Stored entries:
----
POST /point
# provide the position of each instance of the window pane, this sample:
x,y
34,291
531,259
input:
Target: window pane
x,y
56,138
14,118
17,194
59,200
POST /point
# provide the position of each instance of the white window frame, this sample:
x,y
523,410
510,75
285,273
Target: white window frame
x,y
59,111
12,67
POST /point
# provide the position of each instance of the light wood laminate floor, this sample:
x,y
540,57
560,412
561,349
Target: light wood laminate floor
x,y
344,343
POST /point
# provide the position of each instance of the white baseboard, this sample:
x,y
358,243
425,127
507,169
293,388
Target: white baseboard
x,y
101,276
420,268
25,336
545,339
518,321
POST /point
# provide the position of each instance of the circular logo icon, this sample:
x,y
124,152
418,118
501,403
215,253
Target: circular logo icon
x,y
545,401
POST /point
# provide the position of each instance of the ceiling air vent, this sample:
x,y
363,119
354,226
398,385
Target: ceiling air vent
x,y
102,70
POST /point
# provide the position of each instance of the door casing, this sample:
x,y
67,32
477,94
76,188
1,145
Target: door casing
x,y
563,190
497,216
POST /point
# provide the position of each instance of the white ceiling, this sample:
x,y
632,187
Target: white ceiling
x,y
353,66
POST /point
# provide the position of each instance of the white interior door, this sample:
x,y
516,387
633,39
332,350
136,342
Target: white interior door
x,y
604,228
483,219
----
About this task: After locating the line with "# provide the position of each instance of the ceiling" in the records above, please set down that line and all later ones exactly, and no other line.

Answer to the problem:
# provide the position of each instance of the ceiling air vent, this sample:
x,y
363,119
354,226
398,385
Target: ceiling air vent
x,y
102,70
POST /point
# provide the position of each instance of the door casing, this sample:
x,y
67,32
477,94
76,188
1,145
Target: door casing
x,y
563,190
497,216
POST /point
# provide the position of each instance of the white ceiling, this sample:
x,y
632,187
Target: white ceiling
x,y
353,66
POST /point
# provide the position of each instance of the white interior door, this sample:
x,y
516,387
633,39
332,350
136,342
Target: white interior door
x,y
604,228
483,219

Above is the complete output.